━━━━━ EXERCISE DATA

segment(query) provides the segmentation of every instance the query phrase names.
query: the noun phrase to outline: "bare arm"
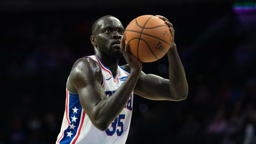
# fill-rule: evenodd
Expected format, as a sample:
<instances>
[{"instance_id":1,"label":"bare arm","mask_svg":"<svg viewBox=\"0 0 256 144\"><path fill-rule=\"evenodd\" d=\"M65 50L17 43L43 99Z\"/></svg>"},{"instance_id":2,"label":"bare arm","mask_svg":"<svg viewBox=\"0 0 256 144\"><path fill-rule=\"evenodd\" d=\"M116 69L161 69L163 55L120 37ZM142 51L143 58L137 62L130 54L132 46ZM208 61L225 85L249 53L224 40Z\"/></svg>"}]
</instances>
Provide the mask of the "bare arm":
<instances>
[{"instance_id":1,"label":"bare arm","mask_svg":"<svg viewBox=\"0 0 256 144\"><path fill-rule=\"evenodd\" d=\"M129 52L125 50L123 44L122 47L122 52ZM136 59L128 61L131 67L129 76L108 99L101 85L101 69L96 61L90 58L81 59L70 73L69 83L76 90L83 109L93 125L101 130L106 130L123 109L140 76L141 64Z\"/></svg>"},{"instance_id":2,"label":"bare arm","mask_svg":"<svg viewBox=\"0 0 256 144\"><path fill-rule=\"evenodd\" d=\"M174 42L174 30L172 24L166 18L161 17L159 17L165 21L169 26L172 36L171 47L167 52L170 80L142 72L134 93L150 99L180 101L186 98L188 91L185 71Z\"/></svg>"}]
</instances>

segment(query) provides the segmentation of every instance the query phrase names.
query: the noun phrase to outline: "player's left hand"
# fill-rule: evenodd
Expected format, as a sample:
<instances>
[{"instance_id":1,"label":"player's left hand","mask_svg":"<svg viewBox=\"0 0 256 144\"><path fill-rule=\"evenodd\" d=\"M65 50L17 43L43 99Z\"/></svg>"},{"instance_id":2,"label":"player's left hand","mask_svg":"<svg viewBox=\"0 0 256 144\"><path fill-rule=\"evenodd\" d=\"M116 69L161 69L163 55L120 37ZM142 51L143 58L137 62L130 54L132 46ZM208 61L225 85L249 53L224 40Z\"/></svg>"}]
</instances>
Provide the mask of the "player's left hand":
<instances>
[{"instance_id":1,"label":"player's left hand","mask_svg":"<svg viewBox=\"0 0 256 144\"><path fill-rule=\"evenodd\" d=\"M176 44L174 42L174 33L175 33L175 31L173 29L173 26L169 21L168 19L166 19L165 17L158 15L156 15L156 17L158 17L162 19L164 21L164 23L167 24L168 26L169 26L169 29L170 30L170 32L171 32L172 38L171 41L170 48L172 49L173 47L176 47Z\"/></svg>"}]
</instances>

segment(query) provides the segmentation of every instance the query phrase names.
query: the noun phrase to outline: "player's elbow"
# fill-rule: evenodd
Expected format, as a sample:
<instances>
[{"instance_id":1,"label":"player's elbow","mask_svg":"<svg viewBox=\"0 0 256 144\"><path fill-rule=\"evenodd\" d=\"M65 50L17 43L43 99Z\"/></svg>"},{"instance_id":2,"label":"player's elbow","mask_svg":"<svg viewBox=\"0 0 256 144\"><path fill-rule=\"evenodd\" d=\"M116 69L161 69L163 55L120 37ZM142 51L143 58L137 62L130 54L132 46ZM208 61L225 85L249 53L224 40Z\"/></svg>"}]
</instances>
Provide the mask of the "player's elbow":
<instances>
[{"instance_id":1,"label":"player's elbow","mask_svg":"<svg viewBox=\"0 0 256 144\"><path fill-rule=\"evenodd\" d=\"M175 101L180 101L187 99L188 93L188 86L187 84L186 86L178 90L171 90L172 100Z\"/></svg>"},{"instance_id":2,"label":"player's elbow","mask_svg":"<svg viewBox=\"0 0 256 144\"><path fill-rule=\"evenodd\" d=\"M188 93L188 86L187 84L186 87L185 87L185 88L183 91L183 92L180 92L180 100L183 100L185 99L187 99L187 94Z\"/></svg>"}]
</instances>

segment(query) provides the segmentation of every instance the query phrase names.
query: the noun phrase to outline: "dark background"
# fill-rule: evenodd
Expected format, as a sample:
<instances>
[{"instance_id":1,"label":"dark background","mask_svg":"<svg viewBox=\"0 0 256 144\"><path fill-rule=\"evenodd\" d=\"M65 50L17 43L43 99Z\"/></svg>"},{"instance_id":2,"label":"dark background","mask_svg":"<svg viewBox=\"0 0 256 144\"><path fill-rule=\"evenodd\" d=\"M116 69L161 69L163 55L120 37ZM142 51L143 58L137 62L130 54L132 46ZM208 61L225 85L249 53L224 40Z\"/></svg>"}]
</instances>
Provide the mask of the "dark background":
<instances>
[{"instance_id":1,"label":"dark background","mask_svg":"<svg viewBox=\"0 0 256 144\"><path fill-rule=\"evenodd\" d=\"M55 143L72 66L94 54L94 22L112 15L125 28L144 14L173 24L189 90L178 102L135 96L126 144L255 144L256 2L1 1L0 144ZM143 65L168 78L167 56Z\"/></svg>"}]
</instances>

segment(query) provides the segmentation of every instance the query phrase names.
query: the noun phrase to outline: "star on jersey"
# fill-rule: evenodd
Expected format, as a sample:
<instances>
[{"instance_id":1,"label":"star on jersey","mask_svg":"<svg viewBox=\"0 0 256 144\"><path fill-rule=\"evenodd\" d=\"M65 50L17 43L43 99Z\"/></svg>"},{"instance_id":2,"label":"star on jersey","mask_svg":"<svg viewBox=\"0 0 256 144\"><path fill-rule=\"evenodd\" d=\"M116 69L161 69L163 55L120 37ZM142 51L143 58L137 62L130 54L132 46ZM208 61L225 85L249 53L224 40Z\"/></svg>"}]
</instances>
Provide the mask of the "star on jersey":
<instances>
[{"instance_id":1,"label":"star on jersey","mask_svg":"<svg viewBox=\"0 0 256 144\"><path fill-rule=\"evenodd\" d=\"M71 138L71 135L73 135L73 134L72 134L72 133L71 133L71 131L70 132L66 132L66 133L68 133L68 135L67 135L67 136L66 136L66 137L69 137L69 137L70 137L70 138Z\"/></svg>"},{"instance_id":2,"label":"star on jersey","mask_svg":"<svg viewBox=\"0 0 256 144\"><path fill-rule=\"evenodd\" d=\"M76 106L75 106L75 109L72 109L74 111L74 112L73 112L73 113L77 113L77 110L78 110L79 109L76 109Z\"/></svg>"},{"instance_id":3,"label":"star on jersey","mask_svg":"<svg viewBox=\"0 0 256 144\"><path fill-rule=\"evenodd\" d=\"M74 130L75 130L75 127L76 127L76 125L74 125L73 123L72 123L72 125L71 125L71 124L69 125L69 126L70 126L70 128L69 128L70 129L72 128Z\"/></svg>"},{"instance_id":4,"label":"star on jersey","mask_svg":"<svg viewBox=\"0 0 256 144\"><path fill-rule=\"evenodd\" d=\"M76 118L75 115L74 115L74 116L73 116L73 117L71 117L71 118L72 118L72 121L74 121L76 123L76 120L78 119L78 118Z\"/></svg>"}]
</instances>

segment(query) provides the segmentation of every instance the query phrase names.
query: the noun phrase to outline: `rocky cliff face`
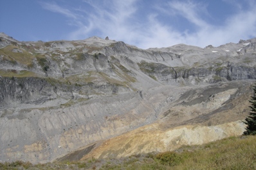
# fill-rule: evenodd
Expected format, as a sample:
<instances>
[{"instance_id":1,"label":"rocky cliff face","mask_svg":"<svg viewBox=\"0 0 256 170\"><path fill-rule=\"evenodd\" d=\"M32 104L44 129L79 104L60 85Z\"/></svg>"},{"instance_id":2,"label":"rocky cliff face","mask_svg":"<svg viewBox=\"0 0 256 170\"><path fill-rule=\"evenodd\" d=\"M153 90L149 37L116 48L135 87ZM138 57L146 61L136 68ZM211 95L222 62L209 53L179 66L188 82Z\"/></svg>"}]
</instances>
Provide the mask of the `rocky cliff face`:
<instances>
[{"instance_id":1,"label":"rocky cliff face","mask_svg":"<svg viewBox=\"0 0 256 170\"><path fill-rule=\"evenodd\" d=\"M177 128L190 140L183 144L239 135L256 76L255 43L144 50L98 37L19 42L0 33L0 160L47 162L85 146L87 157L98 157L173 149L178 145L165 134L172 132L163 132ZM140 141L139 131L155 134L156 127L165 141L159 148L156 140L100 149L100 141L128 132ZM198 137L187 137L191 129ZM217 137L203 135L216 129Z\"/></svg>"}]
</instances>

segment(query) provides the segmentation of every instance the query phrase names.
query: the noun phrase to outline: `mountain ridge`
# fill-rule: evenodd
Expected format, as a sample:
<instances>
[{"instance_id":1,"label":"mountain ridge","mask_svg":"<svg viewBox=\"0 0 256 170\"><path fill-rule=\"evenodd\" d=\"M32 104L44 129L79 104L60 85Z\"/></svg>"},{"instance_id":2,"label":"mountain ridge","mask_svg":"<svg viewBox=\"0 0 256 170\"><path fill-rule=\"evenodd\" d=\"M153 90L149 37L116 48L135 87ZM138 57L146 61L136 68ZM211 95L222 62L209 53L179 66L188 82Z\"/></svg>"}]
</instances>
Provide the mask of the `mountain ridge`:
<instances>
[{"instance_id":1,"label":"mountain ridge","mask_svg":"<svg viewBox=\"0 0 256 170\"><path fill-rule=\"evenodd\" d=\"M98 155L100 142L125 133L138 137L142 127L153 135L154 127L172 132L223 124L218 139L240 135L244 128L241 121L256 79L256 38L217 47L141 49L94 37L44 42L3 35L1 161L48 162L92 144L88 155ZM175 148L172 140L166 139L168 149ZM125 148L129 154L133 147ZM116 157L130 155L122 151Z\"/></svg>"}]
</instances>

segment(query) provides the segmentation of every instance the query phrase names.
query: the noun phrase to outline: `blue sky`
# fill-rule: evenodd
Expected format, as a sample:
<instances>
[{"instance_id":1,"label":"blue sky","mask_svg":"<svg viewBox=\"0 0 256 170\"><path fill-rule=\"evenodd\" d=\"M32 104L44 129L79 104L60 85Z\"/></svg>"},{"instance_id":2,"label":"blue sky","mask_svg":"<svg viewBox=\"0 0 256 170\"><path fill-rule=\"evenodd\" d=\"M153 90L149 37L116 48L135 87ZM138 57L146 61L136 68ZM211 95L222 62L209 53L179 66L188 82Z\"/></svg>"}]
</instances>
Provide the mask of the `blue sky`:
<instances>
[{"instance_id":1,"label":"blue sky","mask_svg":"<svg viewBox=\"0 0 256 170\"><path fill-rule=\"evenodd\" d=\"M21 41L219 46L256 37L255 9L255 0L1 0L0 32Z\"/></svg>"}]
</instances>

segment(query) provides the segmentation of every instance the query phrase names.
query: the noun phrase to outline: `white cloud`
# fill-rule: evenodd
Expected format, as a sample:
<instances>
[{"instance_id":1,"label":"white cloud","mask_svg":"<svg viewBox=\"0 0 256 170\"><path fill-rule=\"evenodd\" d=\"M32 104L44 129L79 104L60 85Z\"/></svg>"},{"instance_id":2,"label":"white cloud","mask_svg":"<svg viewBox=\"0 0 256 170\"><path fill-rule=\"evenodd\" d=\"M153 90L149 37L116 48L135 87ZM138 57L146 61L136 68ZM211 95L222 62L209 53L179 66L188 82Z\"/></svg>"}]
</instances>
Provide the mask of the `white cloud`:
<instances>
[{"instance_id":1,"label":"white cloud","mask_svg":"<svg viewBox=\"0 0 256 170\"><path fill-rule=\"evenodd\" d=\"M64 15L67 17L77 19L77 16L75 14L72 13L70 10L68 9L63 8L55 3L41 3L42 6L50 11L60 13Z\"/></svg>"},{"instance_id":2,"label":"white cloud","mask_svg":"<svg viewBox=\"0 0 256 170\"><path fill-rule=\"evenodd\" d=\"M212 17L207 12L206 4L192 0L165 1L152 8L154 10L140 7L138 3L143 0L84 1L84 5L89 6L89 11L82 8L65 8L55 3L44 3L42 6L75 22L77 29L69 34L68 39L108 36L111 39L142 48L167 47L179 43L205 47L256 37L256 5L252 1L247 1L247 7L232 6L237 13L223 18L222 24L218 26L209 21ZM149 5L142 8L149 8ZM145 12L139 13L140 10ZM194 28L180 31L176 23L163 21L162 18L167 16L170 21L182 17Z\"/></svg>"}]
</instances>

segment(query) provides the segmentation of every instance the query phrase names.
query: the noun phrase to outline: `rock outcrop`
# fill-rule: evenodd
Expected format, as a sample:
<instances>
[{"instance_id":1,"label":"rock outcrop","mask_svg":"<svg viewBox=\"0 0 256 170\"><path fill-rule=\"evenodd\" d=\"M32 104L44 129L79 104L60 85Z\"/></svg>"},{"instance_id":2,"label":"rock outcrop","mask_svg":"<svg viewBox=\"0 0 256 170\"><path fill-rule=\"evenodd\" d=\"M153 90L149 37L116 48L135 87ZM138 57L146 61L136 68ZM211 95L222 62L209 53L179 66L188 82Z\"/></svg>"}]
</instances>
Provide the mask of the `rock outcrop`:
<instances>
[{"instance_id":1,"label":"rock outcrop","mask_svg":"<svg viewBox=\"0 0 256 170\"><path fill-rule=\"evenodd\" d=\"M0 160L122 157L241 135L255 43L144 50L96 37L19 42L0 33Z\"/></svg>"}]
</instances>

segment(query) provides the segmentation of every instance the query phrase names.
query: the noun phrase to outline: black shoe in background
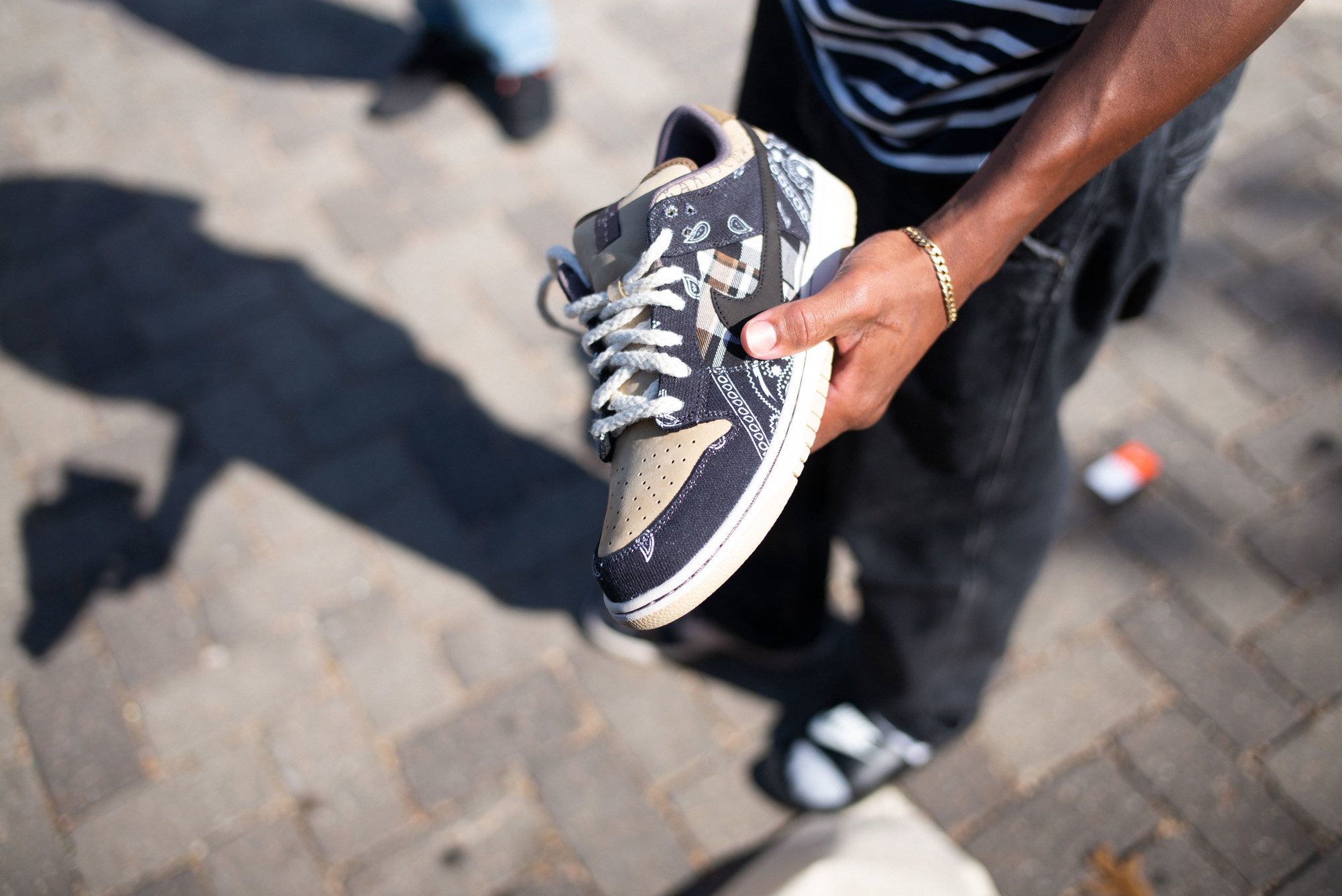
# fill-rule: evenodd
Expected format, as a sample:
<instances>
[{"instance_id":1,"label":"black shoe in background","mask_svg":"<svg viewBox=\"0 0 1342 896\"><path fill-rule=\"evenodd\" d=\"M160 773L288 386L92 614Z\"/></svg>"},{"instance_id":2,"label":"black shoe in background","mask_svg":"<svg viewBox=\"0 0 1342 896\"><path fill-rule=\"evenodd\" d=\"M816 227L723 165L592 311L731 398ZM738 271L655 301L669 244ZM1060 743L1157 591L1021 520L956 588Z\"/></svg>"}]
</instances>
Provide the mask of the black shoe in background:
<instances>
[{"instance_id":1,"label":"black shoe in background","mask_svg":"<svg viewBox=\"0 0 1342 896\"><path fill-rule=\"evenodd\" d=\"M499 75L480 95L494 113L503 133L513 139L526 139L541 131L554 117L554 90L550 72L538 71L521 78Z\"/></svg>"},{"instance_id":2,"label":"black shoe in background","mask_svg":"<svg viewBox=\"0 0 1342 896\"><path fill-rule=\"evenodd\" d=\"M484 76L483 55L452 35L425 28L409 56L382 82L370 118L388 121L421 110L444 83Z\"/></svg>"}]
</instances>

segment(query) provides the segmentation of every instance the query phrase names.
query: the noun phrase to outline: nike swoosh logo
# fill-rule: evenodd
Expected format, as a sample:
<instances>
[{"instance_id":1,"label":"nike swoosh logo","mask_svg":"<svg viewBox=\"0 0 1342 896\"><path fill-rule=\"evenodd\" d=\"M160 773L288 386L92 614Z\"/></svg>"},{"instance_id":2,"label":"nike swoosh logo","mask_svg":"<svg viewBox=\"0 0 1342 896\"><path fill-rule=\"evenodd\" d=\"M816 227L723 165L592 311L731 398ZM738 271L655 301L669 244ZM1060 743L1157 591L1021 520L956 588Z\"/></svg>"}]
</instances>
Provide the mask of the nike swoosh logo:
<instances>
[{"instance_id":1,"label":"nike swoosh logo","mask_svg":"<svg viewBox=\"0 0 1342 896\"><path fill-rule=\"evenodd\" d=\"M742 122L750 142L754 144L757 170L760 172L760 201L764 207L764 248L760 251L760 282L754 291L743 299L727 299L713 292L713 307L722 326L741 337L741 326L776 304L782 304L782 225L778 220L778 197L773 174L769 173L769 150L764 148L754 127Z\"/></svg>"}]
</instances>

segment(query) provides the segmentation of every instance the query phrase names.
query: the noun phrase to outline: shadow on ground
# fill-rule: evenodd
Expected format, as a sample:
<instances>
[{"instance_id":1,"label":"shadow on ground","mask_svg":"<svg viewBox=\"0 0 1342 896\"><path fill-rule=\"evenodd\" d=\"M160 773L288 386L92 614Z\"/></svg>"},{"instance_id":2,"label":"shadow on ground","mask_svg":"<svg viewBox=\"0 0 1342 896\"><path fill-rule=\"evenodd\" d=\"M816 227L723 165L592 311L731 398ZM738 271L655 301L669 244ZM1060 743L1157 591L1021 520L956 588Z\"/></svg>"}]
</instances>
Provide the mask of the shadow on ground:
<instances>
[{"instance_id":1,"label":"shadow on ground","mask_svg":"<svg viewBox=\"0 0 1342 896\"><path fill-rule=\"evenodd\" d=\"M137 511L138 484L67 465L54 503L24 514L31 655L95 590L164 569L193 503L235 460L505 602L573 609L590 596L603 483L502 428L401 327L302 266L212 243L197 209L90 180L0 182L0 349L180 421L150 512Z\"/></svg>"},{"instance_id":2,"label":"shadow on ground","mask_svg":"<svg viewBox=\"0 0 1342 896\"><path fill-rule=\"evenodd\" d=\"M276 75L376 80L408 42L399 24L326 0L113 1L223 63Z\"/></svg>"}]
</instances>

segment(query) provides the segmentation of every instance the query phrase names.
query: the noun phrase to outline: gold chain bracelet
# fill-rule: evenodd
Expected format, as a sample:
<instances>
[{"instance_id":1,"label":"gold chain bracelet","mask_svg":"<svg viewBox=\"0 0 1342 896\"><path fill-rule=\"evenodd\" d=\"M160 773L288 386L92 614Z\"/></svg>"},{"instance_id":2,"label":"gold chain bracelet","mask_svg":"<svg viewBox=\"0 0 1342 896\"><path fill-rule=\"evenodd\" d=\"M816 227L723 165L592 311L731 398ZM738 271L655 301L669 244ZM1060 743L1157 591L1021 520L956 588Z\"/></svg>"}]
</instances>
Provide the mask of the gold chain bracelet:
<instances>
[{"instance_id":1,"label":"gold chain bracelet","mask_svg":"<svg viewBox=\"0 0 1342 896\"><path fill-rule=\"evenodd\" d=\"M950 325L956 322L958 313L956 311L956 287L950 284L950 270L946 267L946 256L917 227L906 227L905 233L927 254L927 258L931 259L931 266L937 268L937 283L941 286L941 302L946 306L946 329L949 330Z\"/></svg>"}]
</instances>

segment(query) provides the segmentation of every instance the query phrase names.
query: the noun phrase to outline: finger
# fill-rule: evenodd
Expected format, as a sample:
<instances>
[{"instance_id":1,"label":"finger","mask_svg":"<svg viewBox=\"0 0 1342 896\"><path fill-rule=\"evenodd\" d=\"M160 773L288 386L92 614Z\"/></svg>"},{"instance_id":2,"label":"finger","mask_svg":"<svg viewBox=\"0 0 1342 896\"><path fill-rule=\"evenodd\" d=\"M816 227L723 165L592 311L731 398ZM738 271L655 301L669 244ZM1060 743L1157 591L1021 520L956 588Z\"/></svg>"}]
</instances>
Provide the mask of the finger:
<instances>
[{"instance_id":1,"label":"finger","mask_svg":"<svg viewBox=\"0 0 1342 896\"><path fill-rule=\"evenodd\" d=\"M880 420L888 401L874 400L871 392L871 372L864 370L854 358L840 355L835 362L829 380L829 394L825 398L825 412L820 417L820 429L812 451L849 429L867 429Z\"/></svg>"},{"instance_id":2,"label":"finger","mask_svg":"<svg viewBox=\"0 0 1342 896\"><path fill-rule=\"evenodd\" d=\"M829 392L825 397L825 412L820 414L820 429L816 431L816 441L811 445L811 451L820 451L836 436L852 428L849 405L854 392L852 376L848 370L851 366L847 357L835 358L835 369L829 377Z\"/></svg>"},{"instance_id":3,"label":"finger","mask_svg":"<svg viewBox=\"0 0 1342 896\"><path fill-rule=\"evenodd\" d=\"M746 351L756 358L782 358L837 335L851 306L832 286L753 317L741 331Z\"/></svg>"}]
</instances>

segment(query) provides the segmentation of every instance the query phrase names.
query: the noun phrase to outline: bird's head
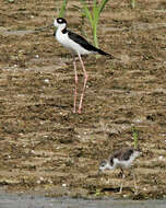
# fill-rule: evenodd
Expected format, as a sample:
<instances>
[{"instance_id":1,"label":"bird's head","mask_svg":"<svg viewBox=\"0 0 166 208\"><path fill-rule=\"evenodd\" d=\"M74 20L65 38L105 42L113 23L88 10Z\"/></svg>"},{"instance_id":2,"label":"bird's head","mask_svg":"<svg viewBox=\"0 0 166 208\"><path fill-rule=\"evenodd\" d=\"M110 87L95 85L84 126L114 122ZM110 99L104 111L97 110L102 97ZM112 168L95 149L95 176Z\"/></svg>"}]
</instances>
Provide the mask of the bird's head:
<instances>
[{"instance_id":1,"label":"bird's head","mask_svg":"<svg viewBox=\"0 0 166 208\"><path fill-rule=\"evenodd\" d=\"M104 172L105 170L112 170L112 166L109 165L108 160L103 160L99 164L98 171Z\"/></svg>"},{"instance_id":2,"label":"bird's head","mask_svg":"<svg viewBox=\"0 0 166 208\"><path fill-rule=\"evenodd\" d=\"M67 21L63 18L58 18L54 21L54 25L58 28L66 28L67 27Z\"/></svg>"}]
</instances>

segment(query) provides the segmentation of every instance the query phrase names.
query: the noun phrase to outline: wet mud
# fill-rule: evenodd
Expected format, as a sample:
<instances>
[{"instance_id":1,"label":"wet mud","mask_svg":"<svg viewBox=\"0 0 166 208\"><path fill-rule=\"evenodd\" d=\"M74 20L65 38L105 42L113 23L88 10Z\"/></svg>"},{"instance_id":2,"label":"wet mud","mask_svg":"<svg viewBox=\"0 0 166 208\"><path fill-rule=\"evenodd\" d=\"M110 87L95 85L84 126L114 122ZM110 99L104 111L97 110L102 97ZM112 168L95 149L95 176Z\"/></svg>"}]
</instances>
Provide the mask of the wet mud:
<instances>
[{"instance_id":1,"label":"wet mud","mask_svg":"<svg viewBox=\"0 0 166 208\"><path fill-rule=\"evenodd\" d=\"M70 1L69 27L92 38ZM88 73L81 115L73 114L72 57L47 26L60 1L0 2L0 186L47 196L131 199L166 196L166 3L108 2L99 47L117 59L84 57ZM76 16L76 18L75 18ZM92 42L91 42L92 43ZM83 73L79 60L79 89ZM81 93L81 91L79 92ZM142 155L118 194L119 171L98 163L139 132Z\"/></svg>"}]
</instances>

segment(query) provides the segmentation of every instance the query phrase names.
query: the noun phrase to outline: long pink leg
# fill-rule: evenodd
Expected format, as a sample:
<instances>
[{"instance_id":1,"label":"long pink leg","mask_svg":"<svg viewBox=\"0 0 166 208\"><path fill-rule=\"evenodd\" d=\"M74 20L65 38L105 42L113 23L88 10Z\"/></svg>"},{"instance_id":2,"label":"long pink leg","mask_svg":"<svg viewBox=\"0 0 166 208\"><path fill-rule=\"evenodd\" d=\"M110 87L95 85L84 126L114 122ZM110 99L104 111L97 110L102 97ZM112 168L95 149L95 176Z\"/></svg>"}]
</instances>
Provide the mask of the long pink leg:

━━━━━━━━━━

_WRITTEN EXERCISE_: Which lines in the records above contain the string "long"? Pick out each one and copy it in full.

_TASK ANSWER_:
query: the noun phrase to outline: long pink leg
[{"instance_id":1,"label":"long pink leg","mask_svg":"<svg viewBox=\"0 0 166 208\"><path fill-rule=\"evenodd\" d=\"M74 20L65 38L105 42L113 23L88 10Z\"/></svg>"},{"instance_id":2,"label":"long pink leg","mask_svg":"<svg viewBox=\"0 0 166 208\"><path fill-rule=\"evenodd\" d=\"M110 87L95 85L84 126L114 122ZM110 99L104 111L97 110L102 97ZM112 168L95 149L95 176Z\"/></svg>"}]
Provide the mask of the long pink leg:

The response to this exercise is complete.